__The input__
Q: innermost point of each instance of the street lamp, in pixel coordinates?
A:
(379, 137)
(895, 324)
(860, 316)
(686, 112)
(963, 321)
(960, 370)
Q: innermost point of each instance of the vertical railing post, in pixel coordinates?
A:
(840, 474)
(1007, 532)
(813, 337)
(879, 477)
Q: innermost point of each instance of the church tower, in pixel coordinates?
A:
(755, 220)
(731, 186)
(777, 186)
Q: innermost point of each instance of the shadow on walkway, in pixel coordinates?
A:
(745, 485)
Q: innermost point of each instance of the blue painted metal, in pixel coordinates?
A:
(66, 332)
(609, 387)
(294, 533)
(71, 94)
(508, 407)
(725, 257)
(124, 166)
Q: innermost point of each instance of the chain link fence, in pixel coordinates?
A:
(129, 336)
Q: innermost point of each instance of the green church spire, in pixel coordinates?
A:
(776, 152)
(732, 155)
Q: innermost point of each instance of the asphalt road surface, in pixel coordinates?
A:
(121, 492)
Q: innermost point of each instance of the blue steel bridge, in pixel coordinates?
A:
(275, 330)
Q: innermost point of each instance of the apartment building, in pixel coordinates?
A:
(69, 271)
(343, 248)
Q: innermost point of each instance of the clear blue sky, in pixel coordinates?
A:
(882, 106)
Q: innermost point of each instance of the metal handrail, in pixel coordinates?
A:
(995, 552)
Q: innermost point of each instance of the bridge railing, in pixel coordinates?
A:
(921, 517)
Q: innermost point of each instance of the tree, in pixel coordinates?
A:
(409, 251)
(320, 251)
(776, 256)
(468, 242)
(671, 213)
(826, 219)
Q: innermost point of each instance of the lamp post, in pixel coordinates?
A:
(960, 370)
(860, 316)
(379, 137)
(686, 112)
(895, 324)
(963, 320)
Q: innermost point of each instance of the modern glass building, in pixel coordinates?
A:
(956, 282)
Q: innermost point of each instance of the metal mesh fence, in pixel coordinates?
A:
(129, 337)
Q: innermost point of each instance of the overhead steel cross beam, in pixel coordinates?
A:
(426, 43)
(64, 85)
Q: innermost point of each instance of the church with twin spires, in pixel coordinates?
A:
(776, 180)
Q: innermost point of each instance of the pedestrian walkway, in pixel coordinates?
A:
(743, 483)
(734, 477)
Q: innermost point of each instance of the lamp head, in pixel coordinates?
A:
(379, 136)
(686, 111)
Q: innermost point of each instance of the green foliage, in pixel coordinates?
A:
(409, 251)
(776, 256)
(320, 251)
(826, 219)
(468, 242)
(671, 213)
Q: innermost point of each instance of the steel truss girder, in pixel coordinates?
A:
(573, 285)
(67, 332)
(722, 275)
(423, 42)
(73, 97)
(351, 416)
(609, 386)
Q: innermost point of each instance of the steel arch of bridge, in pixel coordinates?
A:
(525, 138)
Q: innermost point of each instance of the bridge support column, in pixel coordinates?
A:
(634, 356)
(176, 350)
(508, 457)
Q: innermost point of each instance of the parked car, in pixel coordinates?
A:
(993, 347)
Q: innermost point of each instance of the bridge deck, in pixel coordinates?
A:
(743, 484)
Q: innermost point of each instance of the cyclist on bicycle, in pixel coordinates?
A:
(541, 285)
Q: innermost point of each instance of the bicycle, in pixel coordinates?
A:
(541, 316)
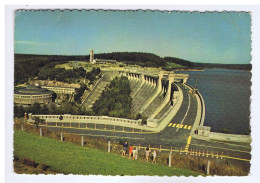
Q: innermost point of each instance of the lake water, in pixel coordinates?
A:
(227, 98)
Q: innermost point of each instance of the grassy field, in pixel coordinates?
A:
(69, 158)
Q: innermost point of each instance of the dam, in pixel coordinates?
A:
(175, 111)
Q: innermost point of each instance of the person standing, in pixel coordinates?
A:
(134, 152)
(125, 145)
(147, 152)
(154, 156)
(130, 151)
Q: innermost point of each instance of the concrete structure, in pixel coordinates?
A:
(31, 94)
(68, 118)
(91, 56)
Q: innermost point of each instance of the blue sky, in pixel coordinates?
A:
(199, 37)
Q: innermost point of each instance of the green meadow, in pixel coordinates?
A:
(68, 158)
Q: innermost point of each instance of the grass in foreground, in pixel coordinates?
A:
(70, 158)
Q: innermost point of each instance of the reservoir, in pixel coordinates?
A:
(227, 98)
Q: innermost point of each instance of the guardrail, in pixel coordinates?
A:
(67, 118)
(91, 93)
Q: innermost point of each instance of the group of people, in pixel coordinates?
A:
(133, 152)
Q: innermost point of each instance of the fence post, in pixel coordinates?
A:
(108, 148)
(61, 136)
(41, 132)
(208, 165)
(170, 159)
(82, 141)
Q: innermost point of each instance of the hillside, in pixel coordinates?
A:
(69, 158)
(28, 65)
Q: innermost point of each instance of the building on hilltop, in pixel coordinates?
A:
(31, 94)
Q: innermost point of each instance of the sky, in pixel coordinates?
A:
(211, 37)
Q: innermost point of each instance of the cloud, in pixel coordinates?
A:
(26, 42)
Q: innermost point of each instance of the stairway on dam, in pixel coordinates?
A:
(97, 91)
(146, 92)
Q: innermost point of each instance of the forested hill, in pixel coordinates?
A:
(28, 65)
(195, 65)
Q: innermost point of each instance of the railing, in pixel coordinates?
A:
(91, 93)
(66, 118)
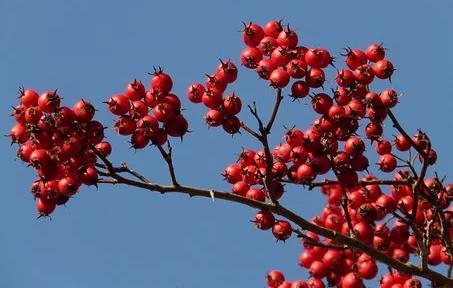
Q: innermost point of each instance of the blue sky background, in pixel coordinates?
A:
(123, 237)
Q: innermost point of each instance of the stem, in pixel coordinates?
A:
(298, 220)
(168, 158)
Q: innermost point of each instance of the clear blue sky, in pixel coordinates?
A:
(124, 237)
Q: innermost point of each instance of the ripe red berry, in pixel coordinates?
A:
(387, 163)
(282, 230)
(383, 69)
(279, 78)
(161, 82)
(273, 28)
(135, 90)
(275, 278)
(227, 71)
(83, 111)
(195, 92)
(375, 52)
(28, 97)
(119, 104)
(252, 34)
(49, 101)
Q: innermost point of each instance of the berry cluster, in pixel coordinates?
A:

__Exercise requirements__
Print the whole listing again exactly, please. No pictures.

__Exercise response__
Q: innermost point of each instance of the street lamp, in pixel coordinates?
A:
(379, 137)
(895, 324)
(860, 316)
(686, 112)
(963, 321)
(960, 370)
Q: innermost point of each instance of the vertical railing post, in pixel coordinates?
A:
(840, 474)
(1007, 532)
(813, 337)
(879, 477)
Q: innermost point of each instance of the church tower, in pixel coordinates?
A:
(755, 220)
(731, 186)
(777, 186)
Q: innermost point of each instance of the shadow on walkway, in pixel coordinates?
A:
(745, 485)
Q: innermost point of each instance of the blue painted metal, in pixel coordinates?
A:
(66, 332)
(609, 387)
(294, 533)
(71, 94)
(508, 407)
(725, 257)
(124, 166)
Q: innermost point of each instance of the chain link fence, in pixel coordinates?
A:
(129, 336)
Q: innermost point of each instance of the green church spire, in pixel coordinates?
A:
(776, 152)
(732, 155)
Q: innermost point of each instance of the asphalt road surface, in pixel coordinates?
A:
(121, 492)
Q: innermost point of each instance of the blue steel bridge, in pixel coordinates?
A:
(275, 330)
Q: innermost point of each instance of the apartment building, in pixel coordinates?
A:
(69, 271)
(343, 248)
Q: innermost point of each instance of the clear blue sky, in pixel coordinates?
A:
(882, 106)
Q: innermost point of each instance of the metal handrail, in pixel coordinates?
A:
(995, 552)
Q: innermost point of each instance of the bridge railing, in pixel coordinates?
A:
(921, 517)
Q: innermost point of each instance of the tree, in pixel coordinates?
A:
(409, 251)
(320, 251)
(776, 256)
(468, 242)
(671, 213)
(826, 219)
Q: innermost point of each instance of the lamp post, in pixel coordinates?
A:
(960, 370)
(860, 316)
(379, 137)
(686, 112)
(895, 324)
(963, 320)
Q: innermost point of each instance of the modern glass building, in pixel coordinates?
A:
(956, 282)
Q: innermost point of each instance of the metal mesh fence, in pixel coordinates?
A:
(129, 337)
Q: innermost point of each instance of the overhead steel cross beam, in pixel coordinates?
A:
(426, 43)
(64, 85)
Q: innermost point of each instance of the church with twin spires, in pixel coordinates?
A:
(776, 180)
Q: innermost point of each instance of the pedestrian walkway, in pixel coordinates?
A:
(743, 483)
(734, 477)
Q: innermost point of each instance of the lamp head, in pixel coordinates?
A:
(379, 136)
(686, 111)
Q: innermost point of each instance of the green foliage, in pixel coordinates?
A:
(409, 251)
(776, 256)
(320, 251)
(826, 219)
(468, 242)
(671, 213)
Q: innermost point of each instance of the steel truss girder, in pixel coordinates?
A:
(573, 285)
(67, 332)
(722, 275)
(423, 42)
(73, 97)
(351, 416)
(609, 386)
Q: innermost point of each instance of the steel arch of bridge, in pixel coordinates?
A:
(525, 138)
Q: innermost point of each instance of the bridge support column, in pixel coordinates?
A:
(634, 356)
(176, 350)
(508, 457)
Q: innermost point of each instance of the parked car, in pixel coordinates?
A:
(993, 347)
Q: innermost point of each instance of the bridge deck, in pixel coordinates?
A:
(743, 484)
Q: innermost point of each instance of the cyclist on bicycle, in pixel coordinates?
A:
(541, 285)
Q: innermost point of each instance of the bicycle, in pixel coordinates?
A:
(541, 316)
Q: innermost point of each instance of the lake water, in pixel coordinates?
A:
(227, 98)
Q: innermost point of each instance of the grassy field, in pixel coordinates?
A:
(69, 158)
Q: innermost point of each instance of the dam, in pixel coordinates?
A:
(175, 111)
Q: innermost point of each instance of the person standing, in pixel coordinates?
A:
(134, 152)
(125, 145)
(147, 152)
(154, 156)
(130, 151)
Q: innermost point of each instance of the concrete structure, in pixel coordinates?
A:
(31, 94)
(68, 118)
(91, 56)
Q: innermost point of each instance of the blue sky, in pixel coordinates?
A:
(199, 37)
Q: innermost point of each instance of the green meadow, in pixel coordinates?
A:
(68, 158)
Q: innermost point of each instance of the grass in foreground, in pixel coordinates?
A:
(70, 158)
Q: innermost point of each instance of the reservoir, in pixel coordinates?
A:
(227, 98)
Q: innermost point of each instance of the guardrail, in pixel coordinates?
A:
(67, 118)
(91, 93)
Q: innermost point of each instance of the group of people, in pixel coordinates?
A:
(133, 152)
Q: innermost point of each instance of the fence post, in pixel coordinates?
A:
(108, 148)
(61, 136)
(41, 132)
(208, 165)
(170, 159)
(82, 141)
Q: innermost point of each instance of the hillside, in pixel coordinates?
A:
(69, 158)
(28, 65)
Q: innermost point of each instance of the building on hilltop, in pixel coordinates?
A:
(31, 94)
Q: innermost point of each instance of the sky, in pixel coordinates?
A:
(211, 37)
Q: innermost point of each instance of the cloud, in pixel coordinates?
A:
(26, 42)
Q: innermost point of each instance of the stairway on dam, in pixel coordinates?
A:
(97, 91)
(146, 92)
Q: innermost point of each instance of the forested hill, in pixel coordinates?
A:
(28, 65)
(195, 65)
Q: innermost point of each instance of the railing, in pixel coordinates?
A:
(91, 93)
(66, 118)
Q: innermost point of each instance of the blue sky background, in pixel coordinates?
A:
(123, 237)
Q: innermost point of each instance of the stem, in pixel coordinates?
A:
(298, 220)
(168, 158)
Q: innermost point of each instance of the clear blue sky, in pixel coordinates?
A:
(124, 237)
Q: innermost point of each instance of the ripe red berry, in pixel coordinates?
A:
(387, 163)
(282, 230)
(383, 69)
(279, 78)
(161, 82)
(273, 28)
(135, 90)
(275, 278)
(227, 71)
(83, 111)
(195, 92)
(375, 52)
(28, 97)
(119, 104)
(252, 34)
(49, 101)
Q: innermost point of each instance of the berry cluster, in pixel coordinates?
A:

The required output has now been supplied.